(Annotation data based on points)

--- start ---

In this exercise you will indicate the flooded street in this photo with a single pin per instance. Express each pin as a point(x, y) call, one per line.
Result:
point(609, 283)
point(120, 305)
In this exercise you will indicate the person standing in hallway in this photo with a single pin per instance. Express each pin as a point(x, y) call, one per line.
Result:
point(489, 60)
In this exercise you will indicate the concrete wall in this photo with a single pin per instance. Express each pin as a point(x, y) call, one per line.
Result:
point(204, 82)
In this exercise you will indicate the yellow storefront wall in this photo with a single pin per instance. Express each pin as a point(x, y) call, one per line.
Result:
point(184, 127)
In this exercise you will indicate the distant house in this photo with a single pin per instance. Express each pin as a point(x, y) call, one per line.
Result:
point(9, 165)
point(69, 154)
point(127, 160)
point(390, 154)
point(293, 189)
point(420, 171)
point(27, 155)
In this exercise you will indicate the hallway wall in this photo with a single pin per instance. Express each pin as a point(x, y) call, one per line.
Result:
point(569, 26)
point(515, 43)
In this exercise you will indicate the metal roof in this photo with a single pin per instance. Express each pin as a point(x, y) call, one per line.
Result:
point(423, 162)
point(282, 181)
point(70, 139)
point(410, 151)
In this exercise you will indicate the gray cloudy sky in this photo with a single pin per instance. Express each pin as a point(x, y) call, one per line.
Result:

--- end ---

What to work on:
Rewrite the lines above, changing every "single pin" to "single marker" and leaving all other text untouched.

Answer to the problem:
In this exercise you will indicate the flooded street in this photo with a single marker per instance. Express each pin as a point(x, y) call, one per line.
Result:
point(609, 283)
point(120, 305)
In this exercise you will indicate the person standing in hallway in this photo with a single marker per instance. Express each pin as a point(x, y) call, one per line.
Result:
point(489, 60)
In this exercise you will indicate the concrete wall in this photo with a single marker per instance. Express each pin as a point(x, y) call, one per line.
Result:
point(204, 82)
In this exercise you will indicate the yellow storefront wall in this photo with a single marker per instance. Express each pin as a point(x, y) call, one per line.
Result:
point(184, 127)
In this exercise you will indicate the distant house in this photo with a single marker per instance. Express each pin as a point(x, y) call, one per line.
Result:
point(9, 165)
point(69, 154)
point(127, 160)
point(390, 154)
point(293, 189)
point(420, 171)
point(27, 155)
In this exercise you will indicate the hallway wall in this photo with a single marker per instance. Express each pin as a point(x, y) call, one per line.
Result:
point(569, 26)
point(515, 43)
In this exercise you will indicate the metal roof in this photo with a single marker per instance. Express each pin as a point(x, y) call, one per line.
Result:
point(423, 162)
point(282, 181)
point(70, 139)
point(410, 151)
In this exercise you will indicate the gray cloudy sky in this photo with a single marker per instance. Express each pin as a point(x, y) call, one per line.
Result:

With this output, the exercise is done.